— begin RECORDS TO USE —
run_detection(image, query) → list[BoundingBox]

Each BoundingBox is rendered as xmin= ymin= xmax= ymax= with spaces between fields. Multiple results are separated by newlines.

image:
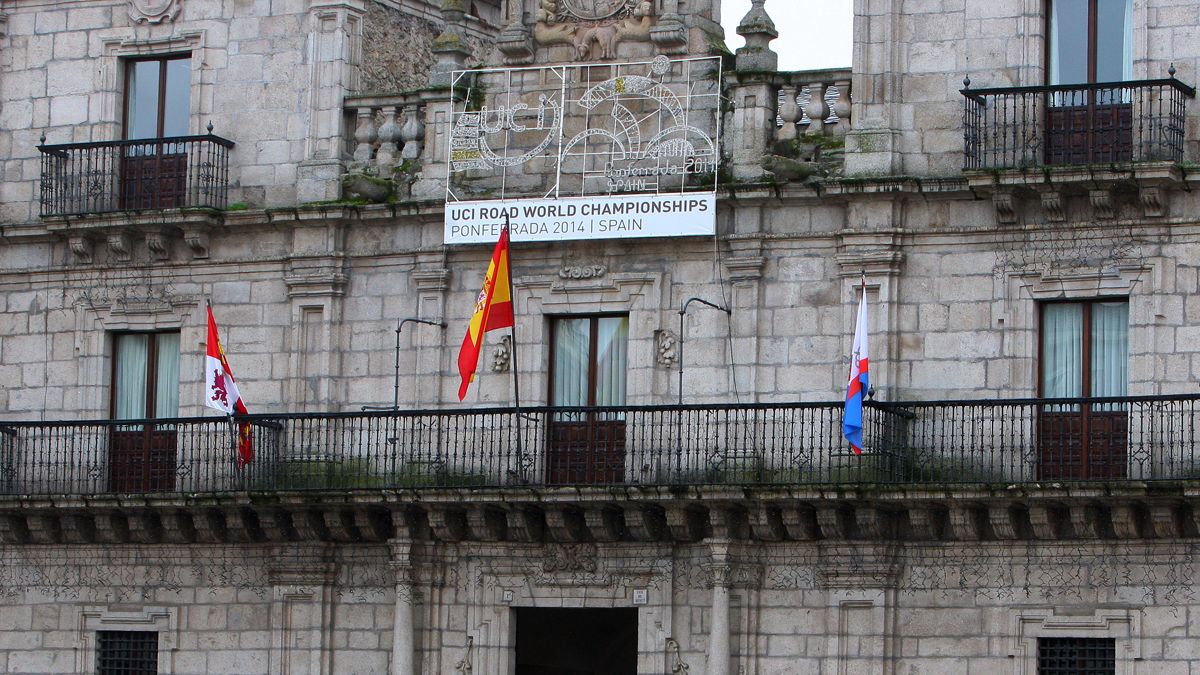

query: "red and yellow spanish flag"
xmin=458 ymin=226 xmax=512 ymax=401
— end RECORDS TO USE —
- [WRITTEN INSTRUCTION]: Would you output every item above verbatim, leaving out the pictures?

- [EXERCISE OUTPUT]:
run_detection(image, query) → list[BoundingBox]

Each BoundingBox is rendered as xmin= ymin= xmax= ymax= with spaces between fields. Multiple results are separated by newlines.

image:

query: "red and yellow spanish flag"
xmin=458 ymin=226 xmax=512 ymax=401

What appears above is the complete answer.